出版社内容情報
明治初期、薩長閥ではないところで必死に己の居場所をつくろうとした人々のあがき。新政府に翻弄される地方人達の姿を丹念に描く
明治揺籃期、薩長が牛耳る中央政府の施策に翻弄される地方の男たちの姿を描く。「蝉」は南部の銅山の金工が,手荒なやり方で採掘権を私物化しようとした井上馨に談判しに行く話。「喰違坂」は赤坂喰違坂で岩倉具視を斬った不平士族を取り調べる佐賀出身の警察官の話。「一両札」は、老いた細工職人が元佐幕派の男達から贋札づくりを頼まれ、意地で引き受ける話。「女の面」は飛騨の地役人が中央からきて新施策を次々と打ち出す知事と農民たちのはざまで悩む話。その他「猿芝居」「道理」「フレーヘードル」の計七篇。中央の地方支配がはじまった時期のうねりを骨太に描ききった、直木賞作家四年ぶりの傑作短篇集。

記録データ:

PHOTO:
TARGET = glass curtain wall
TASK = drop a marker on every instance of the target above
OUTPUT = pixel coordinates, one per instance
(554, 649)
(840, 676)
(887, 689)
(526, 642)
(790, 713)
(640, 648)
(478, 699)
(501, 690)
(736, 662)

* * *

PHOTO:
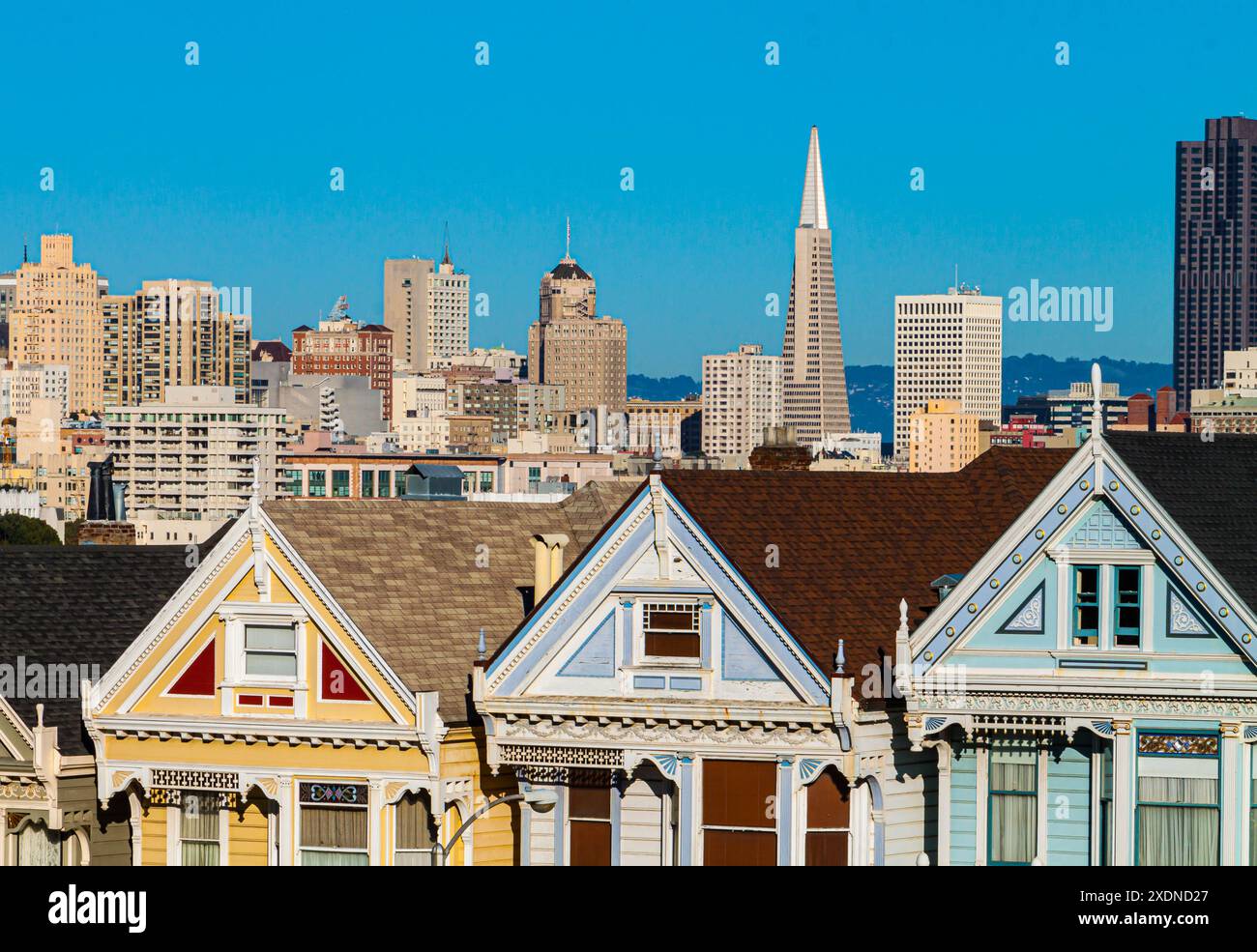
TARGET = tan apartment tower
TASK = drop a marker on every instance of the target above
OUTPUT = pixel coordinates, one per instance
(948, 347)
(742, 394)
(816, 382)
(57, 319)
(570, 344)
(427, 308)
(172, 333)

課題 1: 明治初期を描いた短篇集の紹介文には、収録作品の題名がいくつ挙げられていますか。すべて書き出してください。
課題 2: 明治初期を描いた短篇集の紹介文を、最後の一文のあとから引き継いで続けてもらえますか。

解答 1: 「蝉」「喰違坂」「一両札」「女の面」「猿芝居」「道理」「フレーヘードル」の計七篇です。

解答 2:
内容説明
岩倉具視暗殺未遂事件の処理に暗躍した警察官、会津の民のために奔走した元京都見廻組の男、国会開設を檄文で訴える岡山の隠れた俊才―日本近代の産声にかき消された叫びと祈り。中央政府の大義に屈せず、彼らはそのときたしかに生きた。
著者等紹介
木内昇[キウチノボリ]
1967年、東京生まれ。出版社勤務を経て、2004年『新選組 幕末の青嵐』で小説家デビュー。2008年『茗荷谷の猫』刊行、翌年第二回早稲田大学坪内逍遙大賞奨励賞を受賞。2011年『漂砂のうたう』で第一四四回直木賞を受賞(本データはこの書籍が刊行された当時に掲載されていたものです)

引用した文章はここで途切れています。